### EXERCISE INSTRUCTIONS:
Count the lines in the rows below that contain the string "photo". Give only the number.

>> Start SUPPLIED INFORMATION

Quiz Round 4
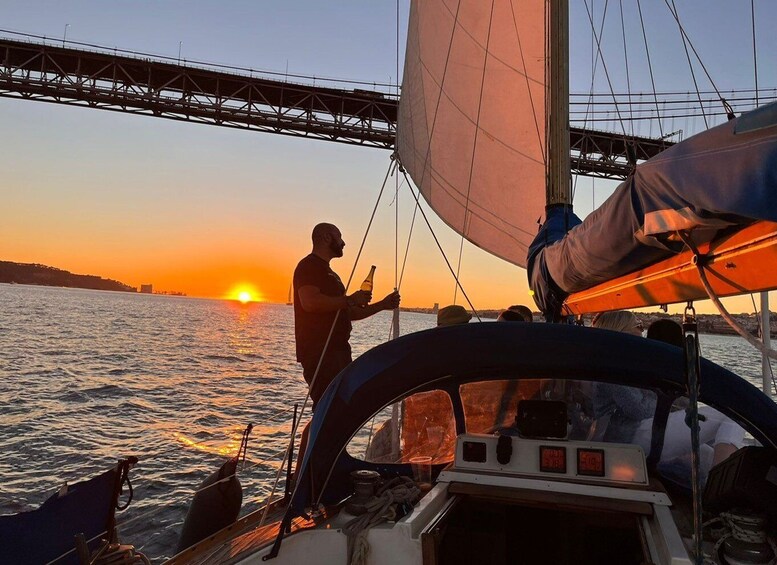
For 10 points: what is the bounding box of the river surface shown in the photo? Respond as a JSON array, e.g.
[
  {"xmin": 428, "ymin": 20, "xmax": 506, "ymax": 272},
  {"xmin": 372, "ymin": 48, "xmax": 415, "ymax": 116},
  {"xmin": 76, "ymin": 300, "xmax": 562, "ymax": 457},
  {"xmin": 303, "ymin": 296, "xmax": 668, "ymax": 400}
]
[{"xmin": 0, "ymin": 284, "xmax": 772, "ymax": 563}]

>> End SUPPLIED INFORMATION
>> Start SUPPLIED INFORMATION

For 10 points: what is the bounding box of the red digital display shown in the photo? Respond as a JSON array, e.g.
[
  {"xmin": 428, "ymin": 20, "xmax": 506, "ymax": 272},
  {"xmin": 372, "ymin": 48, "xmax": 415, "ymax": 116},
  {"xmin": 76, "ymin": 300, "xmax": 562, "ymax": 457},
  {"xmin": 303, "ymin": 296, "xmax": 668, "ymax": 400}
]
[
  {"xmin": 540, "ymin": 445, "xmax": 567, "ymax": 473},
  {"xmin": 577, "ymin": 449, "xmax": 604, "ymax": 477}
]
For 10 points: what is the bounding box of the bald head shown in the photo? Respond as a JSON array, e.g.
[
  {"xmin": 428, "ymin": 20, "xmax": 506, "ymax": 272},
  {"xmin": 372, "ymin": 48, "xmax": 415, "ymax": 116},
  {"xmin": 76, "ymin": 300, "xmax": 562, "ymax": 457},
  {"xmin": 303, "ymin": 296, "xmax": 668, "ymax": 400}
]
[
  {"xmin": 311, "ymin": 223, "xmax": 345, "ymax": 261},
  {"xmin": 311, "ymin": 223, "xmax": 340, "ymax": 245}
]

>> End SUPPLIED INFORMATION
>> Start SUPPLIED INFORMATION

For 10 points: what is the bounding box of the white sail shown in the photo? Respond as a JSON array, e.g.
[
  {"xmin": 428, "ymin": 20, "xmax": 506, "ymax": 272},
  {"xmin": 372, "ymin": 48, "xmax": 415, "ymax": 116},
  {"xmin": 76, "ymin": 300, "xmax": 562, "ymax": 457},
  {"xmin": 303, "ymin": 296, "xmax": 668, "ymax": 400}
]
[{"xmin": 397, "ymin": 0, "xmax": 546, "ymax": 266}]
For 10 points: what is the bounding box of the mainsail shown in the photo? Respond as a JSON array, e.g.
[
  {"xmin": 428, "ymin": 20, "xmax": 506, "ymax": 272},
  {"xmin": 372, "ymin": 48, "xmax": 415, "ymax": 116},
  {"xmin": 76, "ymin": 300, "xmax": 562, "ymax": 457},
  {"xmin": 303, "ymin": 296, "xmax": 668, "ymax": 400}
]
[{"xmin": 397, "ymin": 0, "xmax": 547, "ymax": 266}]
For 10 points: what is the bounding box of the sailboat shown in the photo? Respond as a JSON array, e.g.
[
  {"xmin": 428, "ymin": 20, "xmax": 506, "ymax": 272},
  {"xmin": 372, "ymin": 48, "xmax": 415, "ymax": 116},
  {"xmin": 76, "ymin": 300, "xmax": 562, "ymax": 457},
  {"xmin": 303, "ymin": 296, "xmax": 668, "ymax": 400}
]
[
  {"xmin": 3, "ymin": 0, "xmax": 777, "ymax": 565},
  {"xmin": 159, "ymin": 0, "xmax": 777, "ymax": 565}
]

>> End SUPPLIED INFORMATION

### COMPLETED TASK:
6